Wie haben die anderen Fernsehstudios auf die Demonstration reagiert?

Im Moment noch gar nicht. Nur der Mann von der ARD kam extra zu uns und war begeistert über die Direktheit der Gehörlosen und die Wärme, auch wegen der Gebärdensprache. Er sah unsere Protestschilder, die wir gebastelt haben und verstand uns.

Er meinte es wirklich mit voller Überzeugung, dass er sich mit dem Vorstand in Verbindung setzen möchte, dass wir mehr Barrierefreiheit im Fernsehen haben. Von den anderen Sendern kam leider keine Reaktion.

 

Sie warten also auf eine Antwort der Fernsehsender. Und wenn diese nicht zufriedenstellend ist, wie geht es weiter?

Ich warte bis heute noch! Sollte es nicht weiter gehen, werden wir eine neue Protestaktion organisieren! Mir wird schon was einfallen! Aber erstmal möchte ich mich über unsere Gesetze erkundigen.

**Untersuchtes Material:**
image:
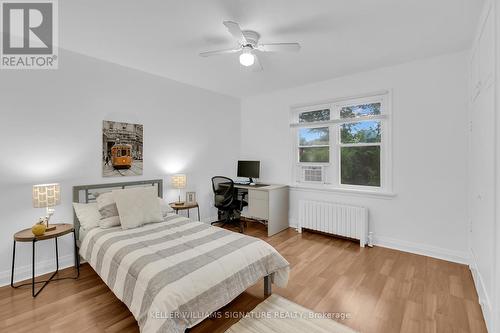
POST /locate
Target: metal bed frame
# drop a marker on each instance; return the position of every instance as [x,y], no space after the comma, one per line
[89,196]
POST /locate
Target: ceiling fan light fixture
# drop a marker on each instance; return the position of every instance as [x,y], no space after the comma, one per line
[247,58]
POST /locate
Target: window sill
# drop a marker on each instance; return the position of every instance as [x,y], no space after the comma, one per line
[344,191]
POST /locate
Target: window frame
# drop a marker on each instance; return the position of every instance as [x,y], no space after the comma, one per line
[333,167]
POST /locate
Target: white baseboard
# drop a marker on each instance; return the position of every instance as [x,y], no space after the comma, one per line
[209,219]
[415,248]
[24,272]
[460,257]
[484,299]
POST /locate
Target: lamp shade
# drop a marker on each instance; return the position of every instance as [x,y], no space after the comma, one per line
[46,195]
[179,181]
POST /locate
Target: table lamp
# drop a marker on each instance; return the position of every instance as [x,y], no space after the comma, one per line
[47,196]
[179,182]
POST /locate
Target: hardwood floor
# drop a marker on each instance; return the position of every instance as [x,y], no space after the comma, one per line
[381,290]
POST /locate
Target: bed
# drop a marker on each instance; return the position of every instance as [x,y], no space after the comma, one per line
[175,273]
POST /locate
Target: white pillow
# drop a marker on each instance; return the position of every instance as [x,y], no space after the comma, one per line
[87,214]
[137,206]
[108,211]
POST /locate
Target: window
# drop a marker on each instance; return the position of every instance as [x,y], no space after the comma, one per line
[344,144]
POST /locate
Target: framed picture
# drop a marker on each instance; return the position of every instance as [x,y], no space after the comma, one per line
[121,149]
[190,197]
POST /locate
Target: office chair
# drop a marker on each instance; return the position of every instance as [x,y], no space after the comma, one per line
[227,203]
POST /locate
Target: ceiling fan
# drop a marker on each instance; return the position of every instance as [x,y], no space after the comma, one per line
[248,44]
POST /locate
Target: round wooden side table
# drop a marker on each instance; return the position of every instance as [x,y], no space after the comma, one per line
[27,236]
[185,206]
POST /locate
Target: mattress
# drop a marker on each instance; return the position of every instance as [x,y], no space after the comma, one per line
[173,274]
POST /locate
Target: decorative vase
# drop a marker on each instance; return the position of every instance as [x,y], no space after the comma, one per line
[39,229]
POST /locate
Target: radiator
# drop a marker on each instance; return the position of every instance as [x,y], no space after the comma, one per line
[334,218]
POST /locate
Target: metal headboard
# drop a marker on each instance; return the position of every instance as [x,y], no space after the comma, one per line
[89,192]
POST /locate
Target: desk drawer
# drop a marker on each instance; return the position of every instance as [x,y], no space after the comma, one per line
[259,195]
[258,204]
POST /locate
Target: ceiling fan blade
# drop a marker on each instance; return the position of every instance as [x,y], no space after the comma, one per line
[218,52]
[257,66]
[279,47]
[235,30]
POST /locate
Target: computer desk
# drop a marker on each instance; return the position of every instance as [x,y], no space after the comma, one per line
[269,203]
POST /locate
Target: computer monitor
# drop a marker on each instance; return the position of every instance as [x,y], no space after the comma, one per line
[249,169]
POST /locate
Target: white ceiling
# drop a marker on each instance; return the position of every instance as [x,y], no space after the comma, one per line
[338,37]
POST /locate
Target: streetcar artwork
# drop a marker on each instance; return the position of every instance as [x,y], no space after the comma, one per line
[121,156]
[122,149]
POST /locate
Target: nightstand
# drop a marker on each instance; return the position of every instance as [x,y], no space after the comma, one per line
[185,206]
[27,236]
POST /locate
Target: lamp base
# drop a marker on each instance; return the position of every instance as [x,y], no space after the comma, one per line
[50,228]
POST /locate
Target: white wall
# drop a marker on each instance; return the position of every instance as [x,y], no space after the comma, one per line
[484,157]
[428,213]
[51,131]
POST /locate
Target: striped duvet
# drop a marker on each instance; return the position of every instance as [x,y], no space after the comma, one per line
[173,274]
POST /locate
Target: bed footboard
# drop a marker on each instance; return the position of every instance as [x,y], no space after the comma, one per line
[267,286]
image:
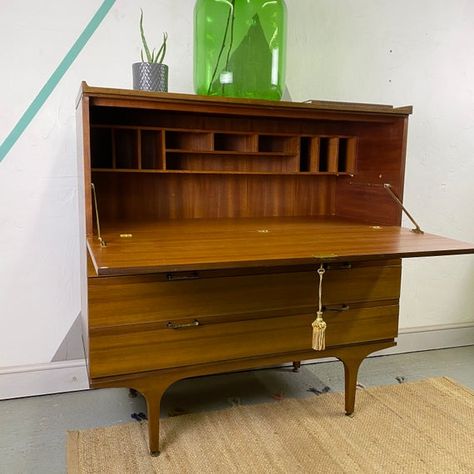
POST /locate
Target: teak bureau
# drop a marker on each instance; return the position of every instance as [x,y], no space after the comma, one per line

**Aufgabe:** Führe den Textauszug über den Protest Gehörloser für mehr Barrierefreiheit im Fernsehen im Anschluss an seinen letzten Satz weiter. Das Material spielt hierfür keine Rolle.

**Lösung:**
 

Bei der Demo wurde auch das Bundesteilhabegesetz angesprochen. Inwieweit sind Sie mit dem Gesetzentwurf zufrieden?

Ich kenne zwar das neue Bundesteilhabegesetz noch nicht, weil ich noch nicht alles gelesen habe. Aber ich habe gehört, dass nirgendwo im Entwurf des Bundesteilhabegesetzes etwas über Gebärdengemeinschaft, Gebärdensprache oder Gehörlose steht. Es gibt nur ein einziges Wort „Kommunikationsprobleme“. Es sollte eigentlich mehr drin stehen, mehr für die Gehörlosen, weil Rollstuhlfahrer und Blinde mehr Barrierefreiheit haben als Gehörlose.

Es muss mehr gemacht werden für die Hörbehinderten! Wir brauchen einen konsequenten Abbau der Barrieren! Auch wenn im Gesetz drin steht, dass der Gehörlose einen Dolmetscher haben muss, gibt es immer Probleme mit der Kostenübernahme, weil es nicht lückenlos formuliert ist.

 

Was sind Ihre Forderungen?

100% Untertitel bei jedem Fernsehsender! Wir brauchen mehr Dolmetscher und die Kostenübernahme sollte die Politik regeln. Meine Idee ist das Geld aus verschiedenen Steuerabgaben einsammeln und daraus einen Fonds einzurichten.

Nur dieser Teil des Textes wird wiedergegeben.